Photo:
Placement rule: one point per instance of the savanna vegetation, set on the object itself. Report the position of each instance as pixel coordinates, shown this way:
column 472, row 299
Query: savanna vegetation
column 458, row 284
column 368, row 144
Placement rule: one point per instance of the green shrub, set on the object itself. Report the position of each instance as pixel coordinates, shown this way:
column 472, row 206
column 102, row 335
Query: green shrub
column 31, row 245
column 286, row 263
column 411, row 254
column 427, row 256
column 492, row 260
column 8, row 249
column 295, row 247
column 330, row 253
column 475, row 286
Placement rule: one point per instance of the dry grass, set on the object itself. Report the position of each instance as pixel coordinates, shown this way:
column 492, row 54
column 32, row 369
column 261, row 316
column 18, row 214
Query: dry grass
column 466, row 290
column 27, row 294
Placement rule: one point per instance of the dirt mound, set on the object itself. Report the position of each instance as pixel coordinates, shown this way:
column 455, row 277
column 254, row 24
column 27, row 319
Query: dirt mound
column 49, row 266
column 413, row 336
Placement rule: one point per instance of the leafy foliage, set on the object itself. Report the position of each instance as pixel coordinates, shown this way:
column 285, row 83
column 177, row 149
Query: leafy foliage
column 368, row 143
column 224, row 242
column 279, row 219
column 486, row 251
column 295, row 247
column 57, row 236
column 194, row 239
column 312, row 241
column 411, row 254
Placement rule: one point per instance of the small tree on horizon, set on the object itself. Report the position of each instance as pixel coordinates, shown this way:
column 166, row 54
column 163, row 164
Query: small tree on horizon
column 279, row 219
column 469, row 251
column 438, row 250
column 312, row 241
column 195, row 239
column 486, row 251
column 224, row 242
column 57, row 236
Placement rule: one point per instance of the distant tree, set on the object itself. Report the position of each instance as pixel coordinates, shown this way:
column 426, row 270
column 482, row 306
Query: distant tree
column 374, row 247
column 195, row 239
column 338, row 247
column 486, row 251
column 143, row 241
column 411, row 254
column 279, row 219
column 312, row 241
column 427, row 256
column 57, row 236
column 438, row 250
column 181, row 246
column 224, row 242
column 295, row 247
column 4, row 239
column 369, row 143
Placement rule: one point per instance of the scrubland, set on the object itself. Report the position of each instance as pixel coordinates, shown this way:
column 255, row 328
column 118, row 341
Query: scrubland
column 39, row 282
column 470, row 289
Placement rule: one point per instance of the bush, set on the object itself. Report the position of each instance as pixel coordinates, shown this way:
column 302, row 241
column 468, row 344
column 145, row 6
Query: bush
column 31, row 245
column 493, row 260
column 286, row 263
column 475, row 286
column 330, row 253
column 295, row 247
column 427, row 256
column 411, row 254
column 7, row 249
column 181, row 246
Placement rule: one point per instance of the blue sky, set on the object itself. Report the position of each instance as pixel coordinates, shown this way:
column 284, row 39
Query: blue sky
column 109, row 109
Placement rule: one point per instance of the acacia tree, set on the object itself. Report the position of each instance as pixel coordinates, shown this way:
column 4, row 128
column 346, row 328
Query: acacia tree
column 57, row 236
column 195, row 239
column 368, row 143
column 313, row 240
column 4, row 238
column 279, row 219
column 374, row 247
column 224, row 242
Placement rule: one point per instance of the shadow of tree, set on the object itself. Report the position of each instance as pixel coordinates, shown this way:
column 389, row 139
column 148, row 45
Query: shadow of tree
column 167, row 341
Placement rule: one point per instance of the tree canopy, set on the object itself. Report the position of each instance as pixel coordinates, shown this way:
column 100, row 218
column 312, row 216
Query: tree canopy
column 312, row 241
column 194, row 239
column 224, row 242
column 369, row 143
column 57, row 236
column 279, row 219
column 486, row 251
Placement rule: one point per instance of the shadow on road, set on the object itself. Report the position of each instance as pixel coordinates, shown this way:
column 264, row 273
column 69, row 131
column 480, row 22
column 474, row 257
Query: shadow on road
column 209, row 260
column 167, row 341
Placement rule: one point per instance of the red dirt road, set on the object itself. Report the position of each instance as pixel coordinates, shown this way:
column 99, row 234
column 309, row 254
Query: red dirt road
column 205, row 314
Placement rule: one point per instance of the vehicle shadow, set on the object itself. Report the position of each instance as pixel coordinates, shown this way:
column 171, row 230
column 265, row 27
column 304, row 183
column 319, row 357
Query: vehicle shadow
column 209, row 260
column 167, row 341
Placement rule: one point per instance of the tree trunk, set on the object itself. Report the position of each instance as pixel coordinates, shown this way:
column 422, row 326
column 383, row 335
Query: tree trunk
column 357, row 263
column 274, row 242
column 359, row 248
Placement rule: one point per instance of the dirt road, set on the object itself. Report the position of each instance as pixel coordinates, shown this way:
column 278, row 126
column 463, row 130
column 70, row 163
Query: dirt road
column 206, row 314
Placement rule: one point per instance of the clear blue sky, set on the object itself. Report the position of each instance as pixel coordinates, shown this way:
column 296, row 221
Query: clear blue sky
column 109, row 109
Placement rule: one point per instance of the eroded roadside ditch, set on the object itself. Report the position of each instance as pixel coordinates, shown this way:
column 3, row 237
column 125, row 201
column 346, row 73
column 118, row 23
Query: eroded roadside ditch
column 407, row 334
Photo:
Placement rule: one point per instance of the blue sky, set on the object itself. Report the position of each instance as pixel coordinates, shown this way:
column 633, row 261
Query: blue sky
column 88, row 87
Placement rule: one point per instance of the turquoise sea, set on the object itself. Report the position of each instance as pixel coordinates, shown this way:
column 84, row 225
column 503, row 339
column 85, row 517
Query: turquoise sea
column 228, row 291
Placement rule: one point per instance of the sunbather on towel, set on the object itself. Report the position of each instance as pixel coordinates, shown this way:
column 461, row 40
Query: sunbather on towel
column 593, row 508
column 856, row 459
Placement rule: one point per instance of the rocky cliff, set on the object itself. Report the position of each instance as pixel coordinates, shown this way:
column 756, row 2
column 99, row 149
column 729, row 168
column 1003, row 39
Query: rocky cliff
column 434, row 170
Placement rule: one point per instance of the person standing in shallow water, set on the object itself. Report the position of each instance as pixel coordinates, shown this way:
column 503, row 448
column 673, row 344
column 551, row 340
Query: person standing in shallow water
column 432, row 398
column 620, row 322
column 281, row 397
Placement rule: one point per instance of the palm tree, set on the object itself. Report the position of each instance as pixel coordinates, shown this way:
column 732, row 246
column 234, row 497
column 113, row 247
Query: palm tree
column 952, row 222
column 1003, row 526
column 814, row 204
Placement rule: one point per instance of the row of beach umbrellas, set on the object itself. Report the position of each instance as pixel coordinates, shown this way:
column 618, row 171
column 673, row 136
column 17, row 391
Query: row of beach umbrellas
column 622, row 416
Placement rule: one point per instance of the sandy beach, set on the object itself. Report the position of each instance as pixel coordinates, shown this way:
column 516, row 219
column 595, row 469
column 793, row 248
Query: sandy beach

■ **Exercise prompt**:
Rewrite all of the records above, replacing "Placement rule" with "Labeling rule" throughout and keeping everything else unchanged.

■ **Reply to the exercise**:
Photo:
Labeling rule: one point per instance of the savanna vegetation, set on the object itself. Report the position of each instance as pixel coordinates, shown this way:
column 472, row 299
Query: savanna vegetation
column 458, row 284
column 368, row 144
Labeling rule: one point per instance of the green shrub, set on the object itself. Report the position of each instance as pixel coordinates, shown this way:
column 472, row 206
column 102, row 335
Query: green shrub
column 31, row 245
column 286, row 263
column 411, row 254
column 427, row 256
column 492, row 260
column 8, row 249
column 295, row 247
column 330, row 253
column 475, row 286
Labeling rule: one point per instance of the dry grass, set on the object itself. Report the position of each instance as pixel coordinates, shown this way:
column 492, row 54
column 32, row 369
column 261, row 316
column 18, row 214
Query: dry grass
column 466, row 290
column 27, row 294
Labeling rule: one point per instance of the dirt mound, set on the object itself. Report the position of each instance as pixel coordinates, shown this way:
column 455, row 277
column 254, row 24
column 27, row 319
Query: dirt mound
column 49, row 266
column 413, row 336
Labeling rule: one point per instance of the leafy foliage, set on the object itself. Report the position of each instance as pixel coordinates, shown this way:
column 285, row 83
column 177, row 149
Query: leafy foliage
column 368, row 143
column 224, row 242
column 279, row 219
column 486, row 251
column 295, row 247
column 57, row 236
column 194, row 239
column 312, row 241
column 411, row 254
Labeling rule: one point per instance of the small tree on horizon, set on the object itself. Report the position of each instance as pixel coordinates, shown this way:
column 166, row 54
column 163, row 164
Query: small tree on horizon
column 279, row 219
column 469, row 251
column 438, row 250
column 312, row 241
column 195, row 239
column 486, row 251
column 224, row 242
column 57, row 236
Labeling rule: one point per instance of the distant tree, set on the object itself. Report the position of each instance as pixel coordinates, shown this way:
column 426, row 270
column 482, row 306
Query: distant tree
column 374, row 247
column 195, row 239
column 338, row 247
column 486, row 251
column 143, row 241
column 411, row 254
column 279, row 219
column 312, row 241
column 427, row 256
column 57, row 236
column 438, row 250
column 181, row 246
column 224, row 242
column 295, row 247
column 4, row 239
column 369, row 143
Labeling rule: one point per instance of the scrubland, set on the object itself. Report the position of each instance as pixel coordinates, shown this way:
column 255, row 328
column 118, row 341
Query: scrubland
column 39, row 282
column 470, row 289
Labeling rule: one point per instance of the bush, set on the object itself. Report the position of each instance as pixel coordinates, shown this way:
column 302, row 241
column 468, row 344
column 145, row 6
Query: bush
column 31, row 245
column 493, row 260
column 286, row 263
column 475, row 286
column 330, row 253
column 295, row 247
column 427, row 256
column 411, row 254
column 7, row 249
column 181, row 246
Labeling rule: one point per instance of the blue sky, set on the object itself. Report the position of each instance as pixel coordinates, shown this way:
column 284, row 39
Query: blue sky
column 109, row 109
Labeling rule: one point per instance of the acacia tree, set on the object itself. Report the position of each instance as pixel coordinates, shown this way:
column 4, row 128
column 346, row 328
Query: acacia tree
column 57, row 236
column 195, row 239
column 368, row 143
column 313, row 240
column 4, row 238
column 279, row 219
column 374, row 247
column 224, row 242
Labeling rule: one point per instance of the shadow of tree, set on the object itself. Report the position of each instance as pixel coordinates, shown this way:
column 389, row 139
column 148, row 45
Query: shadow of tree
column 167, row 341
Labeling rule: one point per instance of the tree canopy, set on the object itself. Report the position of each instance as pixel coordinates, shown this way:
column 100, row 218
column 312, row 216
Query: tree canopy
column 312, row 241
column 194, row 239
column 224, row 242
column 369, row 143
column 57, row 236
column 279, row 219
column 486, row 251
Labeling rule: one point per instance of the shadow on road, set on the object itself. Report the position of each instance as pixel coordinates, shown this way:
column 264, row 273
column 69, row 131
column 480, row 22
column 474, row 257
Query: shadow on road
column 209, row 260
column 167, row 341
Labeling rule: one point per instance of the red dirt road, set on the object itself. Report the position of each instance as pixel coordinates, shown this way:
column 99, row 234
column 309, row 254
Query: red dirt road
column 205, row 314
Labeling rule: one point per instance of the vehicle shadow, set on the object itself. Report the position of each instance as pixel coordinates, shown this way:
column 171, row 230
column 265, row 27
column 304, row 183
column 319, row 357
Query: vehicle shadow
column 209, row 260
column 167, row 341
Labeling rule: one point per instance of the tree trunk, set on the object itself. Report the position of each instance as pixel coordinates, shown this way:
column 422, row 326
column 383, row 335
Query: tree trunk
column 357, row 263
column 274, row 242
column 359, row 248
Labeling rule: one point per instance of the dirt road, set on the object itself. Report the position of each instance as pixel coordinates, shown this way:
column 278, row 126
column 463, row 130
column 70, row 163
Query: dirt road
column 206, row 314
Labeling rule: one point per instance of the clear blue sky, set on the object itself. Report the position of each instance as pixel coordinates, shown this way:
column 296, row 221
Query: clear blue sky
column 109, row 109
Labeling rule: one point per instance of the eroded roadside ditch, set on the object itself. Report the position of each instance as pixel coordinates, shown this way:
column 3, row 237
column 125, row 201
column 346, row 73
column 118, row 23
Query: eroded roadside ditch
column 407, row 334
Photo:
Labeling rule: one point per instance of the blue sky, set on the object itself. Report the position of each instance as pixel coordinates, shown this way:
column 633, row 261
Query: blue sky
column 88, row 87
Labeling rule: one point per instance of the turquoise sea, set on the object itself. Report the position of each instance as pixel coordinates, shown this way:
column 84, row 225
column 503, row 339
column 85, row 517
Query: turquoise sea
column 228, row 291
Labeling rule: one point per instance of the sunbather on towel, set on the object itself. Report the position of each instance as pixel coordinates, shown this way:
column 461, row 40
Query: sunbather on towel
column 593, row 508
column 856, row 459
Labeling rule: one point per instance of the rocky cliff, set on the object itself. Report the position of each instance as pixel coordinates, shown this way:
column 756, row 2
column 99, row 149
column 729, row 168
column 1003, row 39
Query: rocky cliff
column 434, row 170
Labeling rule: one point per instance of the person standing in shallow water, set on the object itself. Report the position of each instance as pixel coordinates, shown this way:
column 503, row 448
column 673, row 344
column 551, row 340
Query: person standing in shallow water
column 432, row 398
column 620, row 322
column 281, row 397
Labeling rule: one point per instance of the palm tree, set on the object itself. Report the position of each instance as pixel coordinates, shown this way:
column 732, row 246
column 234, row 497
column 113, row 247
Query: palm tree
column 952, row 222
column 1003, row 526
column 814, row 204
Labeling rule: one point per instance of the row of beach umbrellas, set on the object itself. Report the position of each instance as pixel coordinates, shown this way:
column 618, row 171
column 673, row 136
column 17, row 391
Query: row of beach umbrellas
column 622, row 416
Labeling rule: one point per instance of the sandy beach, set on the object itself. Report the position of each instance as pixel coordinates, shown this way:
column 516, row 219
column 595, row 469
column 793, row 248
Query: sandy beach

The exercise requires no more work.